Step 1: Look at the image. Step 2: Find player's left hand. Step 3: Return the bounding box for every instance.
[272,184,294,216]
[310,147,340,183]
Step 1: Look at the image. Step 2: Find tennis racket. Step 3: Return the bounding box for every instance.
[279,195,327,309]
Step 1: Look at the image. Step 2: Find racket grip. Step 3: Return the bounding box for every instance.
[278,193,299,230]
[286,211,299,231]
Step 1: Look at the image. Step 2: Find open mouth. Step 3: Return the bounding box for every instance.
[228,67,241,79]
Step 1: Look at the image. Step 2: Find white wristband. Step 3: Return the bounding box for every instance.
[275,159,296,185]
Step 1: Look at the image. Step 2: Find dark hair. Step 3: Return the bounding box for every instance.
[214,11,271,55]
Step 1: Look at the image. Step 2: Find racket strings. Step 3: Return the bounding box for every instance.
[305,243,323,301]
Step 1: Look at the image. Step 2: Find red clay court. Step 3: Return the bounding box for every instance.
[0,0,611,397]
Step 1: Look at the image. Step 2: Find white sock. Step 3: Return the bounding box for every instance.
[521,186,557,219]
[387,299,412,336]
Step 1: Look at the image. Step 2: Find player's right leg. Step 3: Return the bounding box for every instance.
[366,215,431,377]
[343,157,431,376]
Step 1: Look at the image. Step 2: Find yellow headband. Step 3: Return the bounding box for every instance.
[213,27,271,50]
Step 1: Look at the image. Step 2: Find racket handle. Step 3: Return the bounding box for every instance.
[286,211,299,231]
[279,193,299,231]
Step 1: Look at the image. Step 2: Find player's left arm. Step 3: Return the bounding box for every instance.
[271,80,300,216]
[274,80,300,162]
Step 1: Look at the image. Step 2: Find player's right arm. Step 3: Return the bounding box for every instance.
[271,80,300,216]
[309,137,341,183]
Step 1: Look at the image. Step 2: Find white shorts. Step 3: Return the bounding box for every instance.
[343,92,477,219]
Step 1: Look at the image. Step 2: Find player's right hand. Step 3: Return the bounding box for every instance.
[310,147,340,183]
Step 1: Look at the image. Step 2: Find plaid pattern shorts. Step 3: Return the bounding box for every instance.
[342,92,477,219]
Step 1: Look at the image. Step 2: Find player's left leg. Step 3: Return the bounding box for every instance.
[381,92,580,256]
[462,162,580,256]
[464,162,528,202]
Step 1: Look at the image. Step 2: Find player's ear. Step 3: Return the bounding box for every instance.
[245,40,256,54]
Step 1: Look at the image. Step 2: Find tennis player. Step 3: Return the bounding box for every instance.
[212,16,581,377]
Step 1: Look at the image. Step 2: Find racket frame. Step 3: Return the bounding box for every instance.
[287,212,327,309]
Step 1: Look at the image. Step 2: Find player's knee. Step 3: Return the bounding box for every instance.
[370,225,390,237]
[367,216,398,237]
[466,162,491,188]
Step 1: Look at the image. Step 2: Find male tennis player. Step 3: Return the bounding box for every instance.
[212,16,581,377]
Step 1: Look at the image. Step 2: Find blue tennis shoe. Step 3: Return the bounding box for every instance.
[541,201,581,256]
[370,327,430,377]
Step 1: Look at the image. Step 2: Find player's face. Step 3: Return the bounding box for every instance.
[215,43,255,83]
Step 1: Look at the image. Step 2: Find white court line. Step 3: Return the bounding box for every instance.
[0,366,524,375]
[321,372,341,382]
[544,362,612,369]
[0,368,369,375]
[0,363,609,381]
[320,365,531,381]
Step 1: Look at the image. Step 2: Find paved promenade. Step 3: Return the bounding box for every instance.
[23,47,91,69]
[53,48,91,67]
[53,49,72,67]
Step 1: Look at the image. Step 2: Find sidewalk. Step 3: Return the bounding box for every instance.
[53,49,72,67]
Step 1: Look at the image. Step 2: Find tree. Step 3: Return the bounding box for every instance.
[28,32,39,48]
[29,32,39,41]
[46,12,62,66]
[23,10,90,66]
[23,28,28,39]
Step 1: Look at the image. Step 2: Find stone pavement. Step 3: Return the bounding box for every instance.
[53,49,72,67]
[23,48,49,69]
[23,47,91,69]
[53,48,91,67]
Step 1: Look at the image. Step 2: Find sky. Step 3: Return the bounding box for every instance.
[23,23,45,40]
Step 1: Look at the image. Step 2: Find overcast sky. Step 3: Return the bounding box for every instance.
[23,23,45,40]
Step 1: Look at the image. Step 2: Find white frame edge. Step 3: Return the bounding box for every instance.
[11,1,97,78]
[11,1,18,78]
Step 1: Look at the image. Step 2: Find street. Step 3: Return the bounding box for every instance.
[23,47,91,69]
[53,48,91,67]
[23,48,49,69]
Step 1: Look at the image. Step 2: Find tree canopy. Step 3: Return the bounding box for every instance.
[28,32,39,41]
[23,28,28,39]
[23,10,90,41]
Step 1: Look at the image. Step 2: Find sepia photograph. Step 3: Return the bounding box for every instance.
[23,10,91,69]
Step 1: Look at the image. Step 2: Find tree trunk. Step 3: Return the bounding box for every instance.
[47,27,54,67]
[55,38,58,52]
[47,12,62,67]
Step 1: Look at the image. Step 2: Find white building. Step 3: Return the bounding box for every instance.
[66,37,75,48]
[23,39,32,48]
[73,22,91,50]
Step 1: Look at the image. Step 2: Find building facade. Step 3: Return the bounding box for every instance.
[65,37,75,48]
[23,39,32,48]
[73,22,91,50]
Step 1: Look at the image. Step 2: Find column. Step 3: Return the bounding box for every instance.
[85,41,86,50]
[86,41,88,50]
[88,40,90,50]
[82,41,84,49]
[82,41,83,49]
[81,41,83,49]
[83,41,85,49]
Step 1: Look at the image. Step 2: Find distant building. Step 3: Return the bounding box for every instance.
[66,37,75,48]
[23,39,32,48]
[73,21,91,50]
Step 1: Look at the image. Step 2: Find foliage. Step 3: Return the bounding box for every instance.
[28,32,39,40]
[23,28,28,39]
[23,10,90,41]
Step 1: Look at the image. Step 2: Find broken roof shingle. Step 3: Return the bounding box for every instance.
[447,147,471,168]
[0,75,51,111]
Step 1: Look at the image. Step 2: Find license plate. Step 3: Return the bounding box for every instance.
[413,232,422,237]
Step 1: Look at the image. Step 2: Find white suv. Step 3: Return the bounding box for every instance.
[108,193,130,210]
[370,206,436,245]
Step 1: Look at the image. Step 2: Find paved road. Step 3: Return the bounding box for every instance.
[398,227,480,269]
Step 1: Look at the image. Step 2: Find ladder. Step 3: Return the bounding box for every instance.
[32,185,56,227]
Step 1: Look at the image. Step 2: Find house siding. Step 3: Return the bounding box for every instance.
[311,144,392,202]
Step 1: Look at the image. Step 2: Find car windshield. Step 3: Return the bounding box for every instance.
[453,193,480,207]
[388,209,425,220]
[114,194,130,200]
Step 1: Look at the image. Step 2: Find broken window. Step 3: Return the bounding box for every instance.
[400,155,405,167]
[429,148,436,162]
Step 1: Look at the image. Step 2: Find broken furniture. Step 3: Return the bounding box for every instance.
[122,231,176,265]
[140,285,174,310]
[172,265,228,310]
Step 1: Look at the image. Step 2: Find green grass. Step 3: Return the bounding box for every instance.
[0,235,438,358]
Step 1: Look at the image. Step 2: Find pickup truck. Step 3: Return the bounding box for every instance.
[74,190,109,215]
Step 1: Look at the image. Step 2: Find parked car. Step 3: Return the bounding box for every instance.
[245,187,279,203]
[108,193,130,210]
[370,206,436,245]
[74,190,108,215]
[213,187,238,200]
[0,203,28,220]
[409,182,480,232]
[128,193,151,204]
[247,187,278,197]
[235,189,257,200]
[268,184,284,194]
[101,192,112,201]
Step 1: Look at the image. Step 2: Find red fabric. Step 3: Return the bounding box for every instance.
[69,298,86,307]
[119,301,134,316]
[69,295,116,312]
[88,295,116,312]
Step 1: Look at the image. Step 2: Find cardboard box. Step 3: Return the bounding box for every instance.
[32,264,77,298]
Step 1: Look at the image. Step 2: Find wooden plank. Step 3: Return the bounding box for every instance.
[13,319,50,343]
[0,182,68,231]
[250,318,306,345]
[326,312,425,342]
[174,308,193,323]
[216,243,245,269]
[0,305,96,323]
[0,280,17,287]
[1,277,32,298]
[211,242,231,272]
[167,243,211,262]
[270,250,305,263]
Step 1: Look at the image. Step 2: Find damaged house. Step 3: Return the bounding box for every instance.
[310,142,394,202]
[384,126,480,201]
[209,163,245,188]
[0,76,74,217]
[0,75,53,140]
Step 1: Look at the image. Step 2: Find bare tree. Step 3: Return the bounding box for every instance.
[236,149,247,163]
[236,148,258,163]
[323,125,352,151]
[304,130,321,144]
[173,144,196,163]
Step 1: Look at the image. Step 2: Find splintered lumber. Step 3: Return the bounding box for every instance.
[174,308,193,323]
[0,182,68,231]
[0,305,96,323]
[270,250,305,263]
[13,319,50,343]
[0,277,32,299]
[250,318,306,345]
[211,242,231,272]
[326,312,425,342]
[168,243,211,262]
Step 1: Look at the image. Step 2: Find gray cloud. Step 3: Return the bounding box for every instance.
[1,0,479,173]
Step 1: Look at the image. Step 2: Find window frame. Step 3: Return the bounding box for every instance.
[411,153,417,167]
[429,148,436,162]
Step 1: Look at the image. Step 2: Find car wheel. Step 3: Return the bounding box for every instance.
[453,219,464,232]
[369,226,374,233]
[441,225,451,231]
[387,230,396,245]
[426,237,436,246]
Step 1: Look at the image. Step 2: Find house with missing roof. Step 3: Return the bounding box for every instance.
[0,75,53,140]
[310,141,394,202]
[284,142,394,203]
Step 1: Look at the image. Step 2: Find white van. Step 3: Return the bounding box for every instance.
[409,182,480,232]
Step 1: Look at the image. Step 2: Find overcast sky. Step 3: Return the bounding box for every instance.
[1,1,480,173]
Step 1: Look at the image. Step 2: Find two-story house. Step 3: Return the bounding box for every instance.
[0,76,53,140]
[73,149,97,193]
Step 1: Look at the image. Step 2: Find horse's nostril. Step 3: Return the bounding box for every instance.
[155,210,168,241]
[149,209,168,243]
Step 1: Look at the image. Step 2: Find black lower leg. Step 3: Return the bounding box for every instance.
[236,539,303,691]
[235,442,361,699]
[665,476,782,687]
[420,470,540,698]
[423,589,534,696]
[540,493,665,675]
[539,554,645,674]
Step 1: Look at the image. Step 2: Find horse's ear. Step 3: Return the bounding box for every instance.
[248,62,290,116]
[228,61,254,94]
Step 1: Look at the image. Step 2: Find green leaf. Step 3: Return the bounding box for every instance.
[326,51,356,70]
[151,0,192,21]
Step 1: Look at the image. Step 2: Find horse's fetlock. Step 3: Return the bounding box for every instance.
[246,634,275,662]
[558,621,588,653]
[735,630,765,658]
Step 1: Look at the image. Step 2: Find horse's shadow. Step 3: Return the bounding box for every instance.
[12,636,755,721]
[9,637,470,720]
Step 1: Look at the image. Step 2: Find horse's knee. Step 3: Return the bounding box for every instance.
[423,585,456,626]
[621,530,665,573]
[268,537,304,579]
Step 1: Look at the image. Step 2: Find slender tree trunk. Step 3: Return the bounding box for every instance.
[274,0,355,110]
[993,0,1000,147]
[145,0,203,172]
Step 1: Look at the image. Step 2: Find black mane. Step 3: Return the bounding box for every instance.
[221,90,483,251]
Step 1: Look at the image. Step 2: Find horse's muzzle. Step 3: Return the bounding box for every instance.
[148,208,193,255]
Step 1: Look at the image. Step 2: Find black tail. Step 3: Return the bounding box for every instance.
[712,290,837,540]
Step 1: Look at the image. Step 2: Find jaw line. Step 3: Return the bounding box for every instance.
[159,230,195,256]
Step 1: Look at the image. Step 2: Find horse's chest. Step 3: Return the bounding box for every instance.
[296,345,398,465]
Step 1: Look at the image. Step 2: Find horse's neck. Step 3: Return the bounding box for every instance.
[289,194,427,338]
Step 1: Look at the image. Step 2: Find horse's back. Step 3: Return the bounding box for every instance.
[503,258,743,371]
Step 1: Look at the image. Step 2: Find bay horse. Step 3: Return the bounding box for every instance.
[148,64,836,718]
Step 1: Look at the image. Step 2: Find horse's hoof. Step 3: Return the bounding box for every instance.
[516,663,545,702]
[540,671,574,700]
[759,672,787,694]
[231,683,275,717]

--- --- ---

From the line containing "Step 1: Look at the image. Step 2: Find horse's back." through the last line of the entries above, print every line exactly, including both ends, and nothing else.

# Solution for this task:
Step 1: Look at the image. Step 2: Find horse's back. Step 3: Return the bounding box for every instance.
[503,258,743,371]
Step 1: Look at the image. Step 2: Find bay horse. Step 3: Return the bounding box for every instance.
[148,64,836,718]
Step 1: Look at the image. Step 2: Find horse's hoof. Step 3: Return the bounding box for every instance.
[516,663,545,702]
[540,671,574,700]
[759,672,787,694]
[231,683,275,717]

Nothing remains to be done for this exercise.